▶ _Passage to read_
** BEGIN **

I suppose I'll be tarred and feathered for suggesting that stable device API's would go a long way towards making backporting drivers easy. If the point is to change part of the kernel while leaving the rest alone, shouldn't there be a distinct boundary between them with a clear contract? Then an "out of tree" driver can be a driver from a future kernel release.

Driver API anyone?

Posted Jun 21, 2007 7:53 UTC (Thu) by dlang (guest, #313) [Link] (6 responses)

it would also prevent a lot of improvements by defining all these fixed API's

and a lot of the features that people want are more then just drivers anyway.

Driver API anyone?

Posted Jun 21, 2007 8:38 UTC (Thu) by mjthayer (guest, #39183) [Link] (5 responses)

I still wonder why a stable API has to be such an all or nothing thing? Is a middle ground not possible, on the lines of "we will take trouble to prevent API changes, but not at any cost"? Or to put it another way, stop and think three times before breaking the API, but if you still come to the same conclusion the third time then do it anyway.

And a more stable API would make it easier, not just to backport drivers, but also to forward-port out-of-tree drivers to new kernels, which in turn would make it easier for distributors to stick to kernel.org kernels, perhaps one or two releases behind the current one, with the current one as an option for non-critical setups.

Driver API anyone?

Posted Jun 21, 2007 13:13 UTC (Thu) by davecb (subscriber, #1574) [Link] (4 responses)

There is a middle ground: versioned APIs. Multics did this
long before Unix even existed, and the big commercial vendors
are doing a subset of it for kernel->userland APIs.

Assume a function setvbuf(FILE *fp, char *buf, int type, size_t size)
where the size_t is about to becomes a 64-bit variable. The user
writes a call to setvbuf and at link time it's mapped internally
to setvbuf'SYSVABI_1.3 where the SYSVABI_1.3 is only visible to
tools likle (Solaris) pvs.

** END **

[Some lines]
** BEGIN **

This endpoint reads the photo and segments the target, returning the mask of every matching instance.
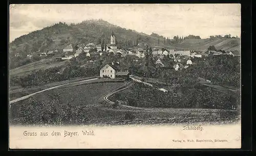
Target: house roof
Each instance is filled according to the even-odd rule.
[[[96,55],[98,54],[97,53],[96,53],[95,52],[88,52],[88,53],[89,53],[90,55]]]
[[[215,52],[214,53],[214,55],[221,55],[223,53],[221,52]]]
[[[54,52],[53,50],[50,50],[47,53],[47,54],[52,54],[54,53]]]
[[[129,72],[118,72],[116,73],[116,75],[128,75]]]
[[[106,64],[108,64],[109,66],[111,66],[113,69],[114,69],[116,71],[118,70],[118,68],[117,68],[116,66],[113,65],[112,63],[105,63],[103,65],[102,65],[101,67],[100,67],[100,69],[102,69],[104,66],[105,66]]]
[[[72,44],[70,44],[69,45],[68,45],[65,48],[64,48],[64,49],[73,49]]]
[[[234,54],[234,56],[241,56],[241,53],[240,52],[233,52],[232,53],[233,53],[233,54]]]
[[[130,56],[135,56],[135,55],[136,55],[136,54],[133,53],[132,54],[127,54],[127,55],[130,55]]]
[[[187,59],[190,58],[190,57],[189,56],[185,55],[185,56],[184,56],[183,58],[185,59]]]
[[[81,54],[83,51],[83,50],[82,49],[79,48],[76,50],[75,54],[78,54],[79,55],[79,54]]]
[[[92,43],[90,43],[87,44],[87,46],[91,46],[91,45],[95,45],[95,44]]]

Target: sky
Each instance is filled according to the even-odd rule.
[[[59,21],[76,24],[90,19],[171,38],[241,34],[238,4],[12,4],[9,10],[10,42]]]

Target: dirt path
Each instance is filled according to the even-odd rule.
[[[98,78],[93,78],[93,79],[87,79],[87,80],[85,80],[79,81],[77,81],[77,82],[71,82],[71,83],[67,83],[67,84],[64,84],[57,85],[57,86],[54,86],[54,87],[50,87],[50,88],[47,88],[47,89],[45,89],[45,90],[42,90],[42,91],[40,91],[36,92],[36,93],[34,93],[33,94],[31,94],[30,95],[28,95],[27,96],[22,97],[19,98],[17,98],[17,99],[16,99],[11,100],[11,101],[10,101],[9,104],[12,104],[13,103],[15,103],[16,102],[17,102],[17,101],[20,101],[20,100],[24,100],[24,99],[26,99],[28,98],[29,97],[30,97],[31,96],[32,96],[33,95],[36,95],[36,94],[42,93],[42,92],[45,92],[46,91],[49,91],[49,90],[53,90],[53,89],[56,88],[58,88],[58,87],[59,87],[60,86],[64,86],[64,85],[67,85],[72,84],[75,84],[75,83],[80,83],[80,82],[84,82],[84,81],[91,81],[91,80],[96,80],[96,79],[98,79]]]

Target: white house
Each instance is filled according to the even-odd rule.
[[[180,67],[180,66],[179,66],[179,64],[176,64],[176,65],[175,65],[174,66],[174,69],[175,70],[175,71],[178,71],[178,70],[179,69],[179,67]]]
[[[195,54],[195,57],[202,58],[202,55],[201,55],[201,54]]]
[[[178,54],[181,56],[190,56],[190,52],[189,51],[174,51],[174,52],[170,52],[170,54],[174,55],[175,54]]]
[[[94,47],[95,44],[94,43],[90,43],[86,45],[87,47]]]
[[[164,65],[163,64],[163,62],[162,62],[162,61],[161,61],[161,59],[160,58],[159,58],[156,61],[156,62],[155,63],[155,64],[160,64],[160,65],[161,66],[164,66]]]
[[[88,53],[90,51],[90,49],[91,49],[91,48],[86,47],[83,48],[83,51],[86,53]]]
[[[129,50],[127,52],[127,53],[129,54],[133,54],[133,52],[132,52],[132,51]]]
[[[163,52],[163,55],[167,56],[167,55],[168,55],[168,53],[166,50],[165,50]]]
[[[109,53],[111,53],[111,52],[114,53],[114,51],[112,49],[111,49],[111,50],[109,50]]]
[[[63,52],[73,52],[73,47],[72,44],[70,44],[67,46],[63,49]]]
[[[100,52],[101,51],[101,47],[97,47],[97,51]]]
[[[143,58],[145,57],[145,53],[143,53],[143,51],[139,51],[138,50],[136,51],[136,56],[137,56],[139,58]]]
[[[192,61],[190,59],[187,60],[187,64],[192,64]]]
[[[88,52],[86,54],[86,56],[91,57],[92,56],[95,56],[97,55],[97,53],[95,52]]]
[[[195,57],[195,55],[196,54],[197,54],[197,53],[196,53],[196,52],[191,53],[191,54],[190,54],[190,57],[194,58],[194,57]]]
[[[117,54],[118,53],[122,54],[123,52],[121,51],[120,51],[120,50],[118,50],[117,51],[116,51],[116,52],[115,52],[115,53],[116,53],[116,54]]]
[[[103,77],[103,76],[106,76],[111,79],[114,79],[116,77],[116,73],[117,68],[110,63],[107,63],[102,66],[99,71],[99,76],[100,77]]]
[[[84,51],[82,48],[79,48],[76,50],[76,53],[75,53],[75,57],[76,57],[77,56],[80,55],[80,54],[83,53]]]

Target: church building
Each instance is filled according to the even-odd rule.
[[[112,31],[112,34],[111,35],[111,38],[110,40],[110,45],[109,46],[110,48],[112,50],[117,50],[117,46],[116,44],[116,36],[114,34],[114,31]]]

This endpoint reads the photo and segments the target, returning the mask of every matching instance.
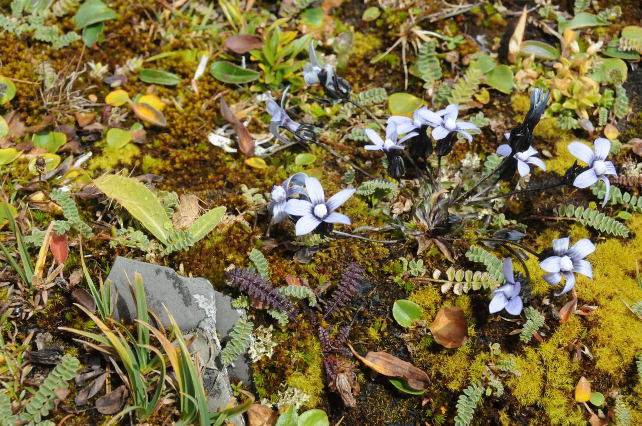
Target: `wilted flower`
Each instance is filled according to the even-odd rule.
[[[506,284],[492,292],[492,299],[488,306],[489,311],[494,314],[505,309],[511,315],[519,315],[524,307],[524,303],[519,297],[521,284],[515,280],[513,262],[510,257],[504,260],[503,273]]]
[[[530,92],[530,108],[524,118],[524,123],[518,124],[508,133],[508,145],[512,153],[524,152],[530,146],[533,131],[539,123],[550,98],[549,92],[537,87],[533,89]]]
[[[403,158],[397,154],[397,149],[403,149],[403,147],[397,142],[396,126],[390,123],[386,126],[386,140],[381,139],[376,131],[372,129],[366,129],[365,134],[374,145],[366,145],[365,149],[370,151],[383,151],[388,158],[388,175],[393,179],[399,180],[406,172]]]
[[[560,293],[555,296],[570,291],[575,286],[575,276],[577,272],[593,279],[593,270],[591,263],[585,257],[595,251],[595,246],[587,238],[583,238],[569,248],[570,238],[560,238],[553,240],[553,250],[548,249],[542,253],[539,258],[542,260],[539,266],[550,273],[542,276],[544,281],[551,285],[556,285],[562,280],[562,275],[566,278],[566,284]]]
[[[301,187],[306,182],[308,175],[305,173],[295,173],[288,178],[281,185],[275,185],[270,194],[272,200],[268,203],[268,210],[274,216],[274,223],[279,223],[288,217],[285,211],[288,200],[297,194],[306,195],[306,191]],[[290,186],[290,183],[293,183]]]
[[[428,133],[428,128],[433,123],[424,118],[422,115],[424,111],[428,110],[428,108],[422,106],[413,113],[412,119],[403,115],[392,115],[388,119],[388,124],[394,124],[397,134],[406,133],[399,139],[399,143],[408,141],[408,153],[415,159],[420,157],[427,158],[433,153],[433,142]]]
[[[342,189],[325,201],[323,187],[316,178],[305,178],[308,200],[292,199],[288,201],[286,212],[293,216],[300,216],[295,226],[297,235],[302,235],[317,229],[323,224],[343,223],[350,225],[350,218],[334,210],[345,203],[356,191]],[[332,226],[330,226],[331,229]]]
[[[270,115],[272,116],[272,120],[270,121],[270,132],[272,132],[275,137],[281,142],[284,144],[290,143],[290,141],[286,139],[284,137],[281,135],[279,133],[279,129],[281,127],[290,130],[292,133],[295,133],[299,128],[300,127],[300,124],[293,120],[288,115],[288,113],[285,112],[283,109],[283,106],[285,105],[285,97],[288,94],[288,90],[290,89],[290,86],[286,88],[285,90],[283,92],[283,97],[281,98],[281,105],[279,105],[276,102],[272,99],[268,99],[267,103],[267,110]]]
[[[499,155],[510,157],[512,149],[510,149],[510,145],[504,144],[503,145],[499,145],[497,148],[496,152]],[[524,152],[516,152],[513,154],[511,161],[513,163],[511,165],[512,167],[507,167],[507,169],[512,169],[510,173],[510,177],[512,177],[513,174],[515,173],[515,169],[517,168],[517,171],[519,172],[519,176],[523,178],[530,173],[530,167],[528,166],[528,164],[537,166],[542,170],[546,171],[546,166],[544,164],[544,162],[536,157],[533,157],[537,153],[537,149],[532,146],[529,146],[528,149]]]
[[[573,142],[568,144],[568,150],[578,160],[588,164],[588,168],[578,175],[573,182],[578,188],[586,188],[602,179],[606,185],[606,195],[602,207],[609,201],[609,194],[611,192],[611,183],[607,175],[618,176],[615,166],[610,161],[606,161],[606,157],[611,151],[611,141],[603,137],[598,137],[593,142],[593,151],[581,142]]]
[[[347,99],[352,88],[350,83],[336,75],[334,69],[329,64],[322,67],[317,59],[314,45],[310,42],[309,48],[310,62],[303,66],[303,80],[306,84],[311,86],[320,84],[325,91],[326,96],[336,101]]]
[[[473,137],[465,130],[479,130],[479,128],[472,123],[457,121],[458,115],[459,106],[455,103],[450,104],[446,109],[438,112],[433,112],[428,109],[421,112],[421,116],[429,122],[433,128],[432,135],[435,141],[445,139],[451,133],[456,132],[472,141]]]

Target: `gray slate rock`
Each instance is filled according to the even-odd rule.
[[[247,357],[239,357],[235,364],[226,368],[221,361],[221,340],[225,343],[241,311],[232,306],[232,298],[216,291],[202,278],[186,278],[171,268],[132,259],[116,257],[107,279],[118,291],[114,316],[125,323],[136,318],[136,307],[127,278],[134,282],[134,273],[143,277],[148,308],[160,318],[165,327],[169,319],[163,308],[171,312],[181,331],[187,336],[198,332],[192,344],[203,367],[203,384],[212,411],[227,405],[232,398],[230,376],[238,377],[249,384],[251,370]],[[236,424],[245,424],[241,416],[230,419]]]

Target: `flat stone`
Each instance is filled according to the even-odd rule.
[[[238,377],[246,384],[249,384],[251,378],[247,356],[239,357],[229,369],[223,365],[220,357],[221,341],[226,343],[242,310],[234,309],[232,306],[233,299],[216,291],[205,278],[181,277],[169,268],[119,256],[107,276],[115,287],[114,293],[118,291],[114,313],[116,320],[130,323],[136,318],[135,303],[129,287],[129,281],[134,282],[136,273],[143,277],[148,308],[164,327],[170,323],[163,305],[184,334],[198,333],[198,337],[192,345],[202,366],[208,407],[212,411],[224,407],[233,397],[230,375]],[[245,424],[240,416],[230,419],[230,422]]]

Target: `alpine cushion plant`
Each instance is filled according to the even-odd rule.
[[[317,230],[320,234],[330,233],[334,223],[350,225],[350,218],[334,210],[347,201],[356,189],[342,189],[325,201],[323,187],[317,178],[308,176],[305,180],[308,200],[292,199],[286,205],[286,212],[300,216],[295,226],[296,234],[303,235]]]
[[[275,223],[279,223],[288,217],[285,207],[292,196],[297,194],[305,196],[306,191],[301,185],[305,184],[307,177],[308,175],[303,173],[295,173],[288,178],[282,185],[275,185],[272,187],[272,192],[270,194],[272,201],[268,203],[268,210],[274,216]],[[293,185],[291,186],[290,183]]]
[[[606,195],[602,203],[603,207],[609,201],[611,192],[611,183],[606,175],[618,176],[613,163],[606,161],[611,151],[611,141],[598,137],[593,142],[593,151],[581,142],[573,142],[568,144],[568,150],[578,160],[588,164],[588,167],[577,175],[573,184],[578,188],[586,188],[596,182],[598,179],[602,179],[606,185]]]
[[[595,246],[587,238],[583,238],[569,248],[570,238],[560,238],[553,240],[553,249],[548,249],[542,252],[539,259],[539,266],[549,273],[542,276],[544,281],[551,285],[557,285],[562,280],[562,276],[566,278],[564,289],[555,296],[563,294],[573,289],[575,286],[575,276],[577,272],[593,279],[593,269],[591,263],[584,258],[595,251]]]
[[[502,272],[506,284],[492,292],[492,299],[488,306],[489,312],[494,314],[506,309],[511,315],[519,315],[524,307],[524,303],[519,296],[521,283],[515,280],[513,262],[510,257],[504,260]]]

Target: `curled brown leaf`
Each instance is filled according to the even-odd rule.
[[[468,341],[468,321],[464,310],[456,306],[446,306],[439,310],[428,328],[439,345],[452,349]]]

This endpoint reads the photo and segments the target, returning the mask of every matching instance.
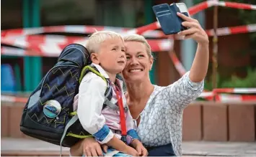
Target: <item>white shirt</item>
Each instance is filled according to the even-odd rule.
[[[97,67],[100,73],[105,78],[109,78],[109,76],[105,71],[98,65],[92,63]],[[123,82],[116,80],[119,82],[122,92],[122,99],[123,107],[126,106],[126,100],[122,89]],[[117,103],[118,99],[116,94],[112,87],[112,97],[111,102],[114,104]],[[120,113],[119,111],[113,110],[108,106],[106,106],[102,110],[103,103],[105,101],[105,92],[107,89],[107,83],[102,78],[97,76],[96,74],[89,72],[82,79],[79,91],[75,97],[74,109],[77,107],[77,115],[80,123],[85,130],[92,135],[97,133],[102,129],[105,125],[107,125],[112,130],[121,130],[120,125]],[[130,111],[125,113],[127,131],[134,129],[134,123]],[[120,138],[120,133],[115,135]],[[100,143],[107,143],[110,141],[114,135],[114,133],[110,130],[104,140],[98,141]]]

** END **

▶ _What you will do_
[a] Translate this sentence from the driver API thread into Spanish: "I still wonder why a stable API has to be such an all or nothing thing?"
[b] Copy word for word the part of the driver API thread between "Assume a function" and "likle (Solaris) pvs.", inclusive.

▶ _Full solutions_
[a] ¿Todavía me pregunto por qué una API estable tiene que ser algo de todo o nada?

[b]
Assume a function setvbuf(FILE *fp, char *buf, int type, size_t size)
where the size_t is about to becomes a 64-bit variable. The user
writes a call to setvbuf and at link time it's mapped internally
to setvbuf'SYSVABI_1.3 where the SYSVABI_1.3 is only visible to
tools likle (Solaris) pvs.